* Given instruction *
Write the next part of the MicroDEM walkthrough on thinning DEM tiles, picking up after its final sentence.

* Extract *
========

So, let’s go ahead and open MicroDEM.

When opening MicroDEM for the first time, you will likely get a bunch of pop-up screens asking to download some additional files needed by the program. Just click yes to all of them and you should be ready to start using MicroDEM.

We go to File-Open-Open DEM and load up one of our tiles. (Loading the file should take a few seconds).

Next, we go to Raster GIS - Thin DEM (decimate).
Here, MicroDEM lets us put in how much we want to remove detail by. A thin factor of 2 would get you a file that’s a quarter of the previous size, this would cut our data down to about 3.25 gb, which might be small enough to work.
But you could put the same number as the amount of times by which you’re scaling down the map, as you would end up with the same detail-size proportion as normal. So we’ll put a thin factor of 5, as we’re using a scale that’s 5 times smaller. We end up with files a 25th of their previous size this way, cutting our data down to just ~500mb.

MicroDEM will open the decimated file alongside the old one, you should be able to tell which is which because the decimated file will have a different colour gradient, as well as by the file name displayed at the top of its window (it should have the word ‘thin’ in it).

========

* Material *
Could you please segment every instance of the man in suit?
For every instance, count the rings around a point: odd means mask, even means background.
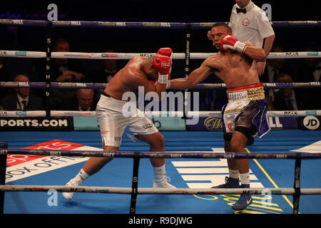
[[[14,78],[15,82],[29,82],[25,75],[18,75]],[[4,98],[1,105],[6,110],[44,110],[42,99],[36,95],[30,94],[29,88],[16,88],[16,93]]]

========

* Expected output *
Now we need to save our new, decimated file. Make sure it is selected by clicking on it.
Go to File-Save DEM-ASCII-ASCII Arc Grid. Let’s make a new folder containing all our decimated heightfiles.

Okay, now we close the windows of the tile that we just finished, as we don’t want it to stay loaded (the whole reason we’re doing this is because the data is too much to load all at once), and we repeat the process for each of the 90 remaining tiles. It’ll take a while, put on some music or something.

In this image, you can see the difference decimating made. Notice how much smaller the decimated files are.
Merging heightmaps
Assuming you have a manageable amount of data that your computer can handle all at once, we can proceed to this step.

In MicroDEM, go to File-Open-Open and merge DEMS, select ALL of the heightfield files that you got for your map. If you decimated your heightfields, be sure to select the decimated ones and not the old ones.

MicroDEM will now merge all these smaller heightfields into one large heightfield. This process can easily take a minute.

For Malta we didn’t need to decimate any of them so we just select the 4 tiles we downloaded originally.

For Rome, since we did do decimation, we select the decimated tiles and NOT the original ones, all 91 of them at once.

Height scaling
Now that we have our merged heightmap, one first thing we could do is scale the height of the terrain to match the way that we’ll be scaling the size of the terrain later on. If we don’t do this, then it’ll end up changing the steepness of geographical features.


First thing is to decide exactly by how much you want to scale the height of the terrain.

For Rome, if we were to not scale the height values down in the same way that we’re scaling down the overall terrain, then the mountains would be far too tall and steep. If we want to keep them in the right proportion, we should scale them down to a 5th of their current height as well.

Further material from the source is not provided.